PASSAGE TO READ:
--------------------

With the bike dropped off and my heart broken, it was down to New Glarus to check out the brand new facilities at the New Glarus Brewing Company. Apparently the beer business is good for the fine folks in New Glarus; they just opened a $20-million dollar facility a month ago, and it is quite amazing.


That's just a small section of it... I've yet to take a tour of the New Glarus Brewery; that record didn't change today. There was a huge group of Harley riders that arrived just seconds earlier, so once again, it was a quick spin through the gift shop and then back to the road.

Why the rush? Well, you all remember Jed - one of my friends from "the good 'ole days." Jed is a fellow cheese curd aficionado, and if there's one thing that he's been adamant about it's how great the curds from the Monroe Cheese Days are. He swears they can't be beat, but unfortunately for me, Cheese Days only take place once every two years. Turns out the Green County Fair was taking place this weekend, and Monroe happens to be in Green County...

--------------------

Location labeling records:
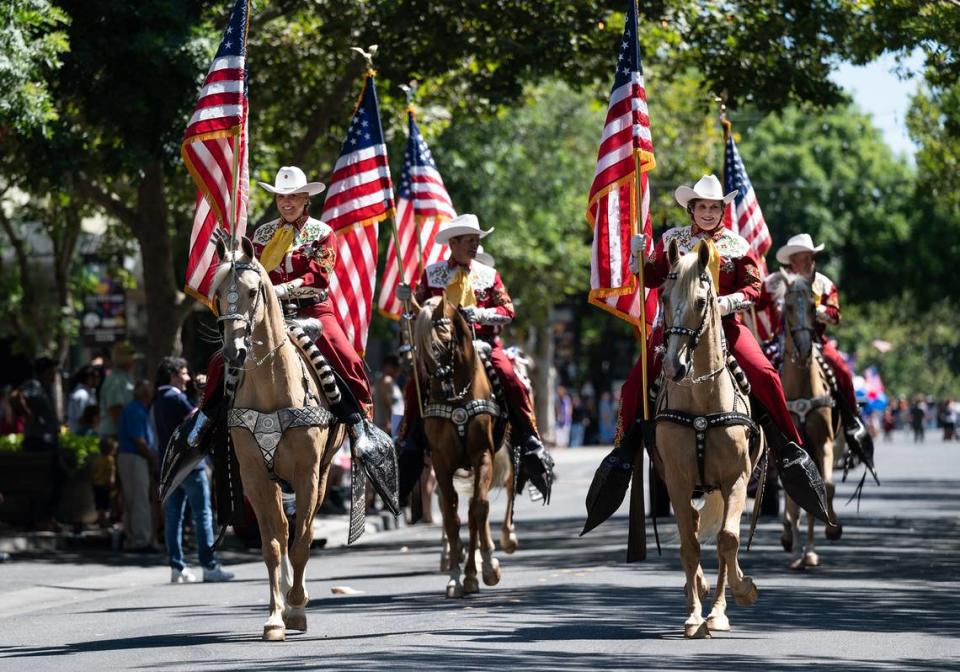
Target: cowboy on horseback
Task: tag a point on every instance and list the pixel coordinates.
(479, 292)
(737, 278)
(299, 253)
(798, 258)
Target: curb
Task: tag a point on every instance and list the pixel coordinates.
(331, 529)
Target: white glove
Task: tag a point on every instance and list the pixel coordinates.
(283, 289)
(822, 315)
(733, 303)
(638, 247)
(472, 314)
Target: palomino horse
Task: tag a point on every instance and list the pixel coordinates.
(459, 417)
(704, 436)
(281, 429)
(811, 405)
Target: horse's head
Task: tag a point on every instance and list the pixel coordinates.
(241, 298)
(444, 344)
(799, 315)
(688, 300)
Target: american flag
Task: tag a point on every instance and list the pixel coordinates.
(743, 215)
(612, 207)
(422, 204)
(360, 195)
(214, 149)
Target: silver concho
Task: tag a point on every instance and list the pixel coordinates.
(460, 416)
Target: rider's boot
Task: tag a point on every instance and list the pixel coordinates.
(798, 472)
(612, 478)
(536, 464)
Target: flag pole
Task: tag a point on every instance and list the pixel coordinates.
(727, 132)
(407, 306)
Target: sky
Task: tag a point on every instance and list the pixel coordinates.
(878, 91)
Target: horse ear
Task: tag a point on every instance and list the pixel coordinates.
(247, 246)
(703, 255)
(673, 253)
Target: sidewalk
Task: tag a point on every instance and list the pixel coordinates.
(329, 531)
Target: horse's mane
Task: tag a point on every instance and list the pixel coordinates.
(423, 331)
(688, 278)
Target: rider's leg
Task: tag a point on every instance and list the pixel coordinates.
(857, 436)
(338, 350)
(798, 473)
(536, 462)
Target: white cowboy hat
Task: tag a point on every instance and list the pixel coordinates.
(291, 180)
(484, 258)
(708, 188)
(802, 242)
(463, 225)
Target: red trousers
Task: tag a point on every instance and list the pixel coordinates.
(333, 345)
(764, 379)
(840, 370)
(521, 410)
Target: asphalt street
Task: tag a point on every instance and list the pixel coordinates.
(884, 597)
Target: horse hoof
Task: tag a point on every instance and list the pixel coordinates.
(274, 633)
(747, 597)
(696, 631)
(454, 590)
(718, 623)
(491, 574)
(786, 538)
(296, 622)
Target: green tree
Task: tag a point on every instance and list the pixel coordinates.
(831, 175)
(32, 42)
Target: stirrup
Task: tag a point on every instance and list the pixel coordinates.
(802, 480)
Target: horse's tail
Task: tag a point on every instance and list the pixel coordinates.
(711, 516)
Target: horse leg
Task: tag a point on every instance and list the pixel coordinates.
(451, 527)
(484, 479)
(273, 538)
(679, 490)
(295, 613)
(508, 533)
(792, 513)
(826, 470)
(742, 587)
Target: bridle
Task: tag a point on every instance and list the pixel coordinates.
(443, 354)
(237, 268)
(694, 335)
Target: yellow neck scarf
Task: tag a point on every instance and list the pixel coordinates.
(458, 291)
(713, 265)
(277, 248)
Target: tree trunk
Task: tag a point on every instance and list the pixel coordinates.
(159, 285)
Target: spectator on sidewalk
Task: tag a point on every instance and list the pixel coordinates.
(84, 395)
(171, 407)
(564, 416)
(116, 392)
(387, 397)
(136, 462)
(41, 432)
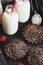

--------------------

EXERCISE DESCRIPTION:
Please carry on the account of the New Glarus brewery stop and the hunt for cheese curds, picking up right after its final sentence.

ANSWER TO THE EXERCISE:
Paid the entry fee and sought out the cheese curd booth. Within minutes, there was a small container of curds and some New Glarus Naked sitting in front of me:


The curds were.... good - really good. They tasted a lot like a grilled cheese sandwhich, which was a bit of a shock. They had a buttery flavor to them, the batter was fairly thick and crunchy, and they weren't really too greasy. Very good curds.

With the belly full of cheesy goodness, it was time to stroll the fair. Here are a few highlights:





Hung around the fair for a bit longer, then went back to Madison. Enjoyed an old familiar feast for dinner:


Pizza Pit! So greasy. So bad for you. But so good. Not to worry, I'll work it off this week... and I vow to eat better all week.

With any luck, I'll hear from the bike shop by Tuesday or Wednesday. Until then...

I have a new love.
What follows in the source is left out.